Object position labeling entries
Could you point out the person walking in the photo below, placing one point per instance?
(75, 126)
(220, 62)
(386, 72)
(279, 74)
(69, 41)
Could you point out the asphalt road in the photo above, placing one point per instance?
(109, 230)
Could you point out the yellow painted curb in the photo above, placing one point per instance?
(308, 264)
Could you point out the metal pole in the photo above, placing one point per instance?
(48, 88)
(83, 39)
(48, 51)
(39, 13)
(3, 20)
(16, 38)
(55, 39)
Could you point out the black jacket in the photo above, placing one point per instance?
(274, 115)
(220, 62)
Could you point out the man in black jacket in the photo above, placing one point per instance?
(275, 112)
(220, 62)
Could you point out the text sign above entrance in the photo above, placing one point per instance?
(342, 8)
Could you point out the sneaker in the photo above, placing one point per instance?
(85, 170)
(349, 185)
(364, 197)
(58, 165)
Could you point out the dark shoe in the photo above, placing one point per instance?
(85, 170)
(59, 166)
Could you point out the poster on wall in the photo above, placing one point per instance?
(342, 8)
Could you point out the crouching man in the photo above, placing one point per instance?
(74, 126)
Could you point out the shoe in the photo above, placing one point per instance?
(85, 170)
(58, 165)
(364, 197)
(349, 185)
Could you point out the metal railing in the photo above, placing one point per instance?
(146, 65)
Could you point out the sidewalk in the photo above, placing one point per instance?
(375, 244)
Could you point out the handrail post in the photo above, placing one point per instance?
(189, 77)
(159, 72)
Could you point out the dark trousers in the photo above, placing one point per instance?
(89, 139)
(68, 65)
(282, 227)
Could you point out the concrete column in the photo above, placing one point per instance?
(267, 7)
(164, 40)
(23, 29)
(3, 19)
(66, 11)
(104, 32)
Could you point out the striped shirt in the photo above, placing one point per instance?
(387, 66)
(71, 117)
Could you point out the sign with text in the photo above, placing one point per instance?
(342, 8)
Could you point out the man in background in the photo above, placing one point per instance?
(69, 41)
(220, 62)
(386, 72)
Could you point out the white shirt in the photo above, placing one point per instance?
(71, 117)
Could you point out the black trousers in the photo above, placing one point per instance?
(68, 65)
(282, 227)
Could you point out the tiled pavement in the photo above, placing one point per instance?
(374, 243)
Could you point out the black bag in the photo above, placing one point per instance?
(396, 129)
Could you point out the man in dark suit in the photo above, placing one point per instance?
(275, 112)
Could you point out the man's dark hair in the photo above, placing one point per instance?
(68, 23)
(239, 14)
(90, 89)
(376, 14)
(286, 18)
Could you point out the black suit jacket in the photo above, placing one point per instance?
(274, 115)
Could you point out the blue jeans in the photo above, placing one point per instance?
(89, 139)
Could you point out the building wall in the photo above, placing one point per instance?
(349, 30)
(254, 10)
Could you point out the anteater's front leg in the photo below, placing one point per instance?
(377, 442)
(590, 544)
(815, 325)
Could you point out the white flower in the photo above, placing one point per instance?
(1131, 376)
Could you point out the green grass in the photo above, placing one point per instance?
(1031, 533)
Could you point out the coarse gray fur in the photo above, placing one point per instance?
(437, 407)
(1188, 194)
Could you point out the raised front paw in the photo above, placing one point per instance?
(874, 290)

=== EXERCISE ===
Locate "Could you point out the tiled" in the material, then quote the line that contains it and all lines after it through the final one.

=== SOLVED PROBLEM ===
Could you point out the tiled pavement in the photo above, placing one point per instance?
(374, 243)
Could you point out the black bag in the photo above, placing one point per instance?
(396, 129)
Could you point out the man in dark suit in the photo above, placing one point per instance?
(275, 112)
Could you point out the man's dark hair in the photo above, placing one point per instance?
(68, 23)
(239, 14)
(90, 89)
(376, 14)
(286, 18)
Could you point out the black suit jacket in the photo above, placing one point per instance?
(274, 115)
Could you point out the blue jeans in the photo above, placing one point per instance?
(89, 139)
Could you point out the building wall in the photo above, placing one point per instance?
(349, 30)
(254, 10)
Could you point out the anteater's front leg in the photo below, placing one point per instance?
(377, 442)
(590, 544)
(815, 325)
Could you point out the white flower in the photo above, placing one point per instance?
(1131, 376)
Could you point out the green grass in the photo above, placing one point per instance?
(1031, 533)
Could you point out the coarse gray fur in the photo above, placing one point per instance?
(437, 407)
(1188, 194)
Could you point out the raised front paw in the photo above, placing one point per instance?
(874, 290)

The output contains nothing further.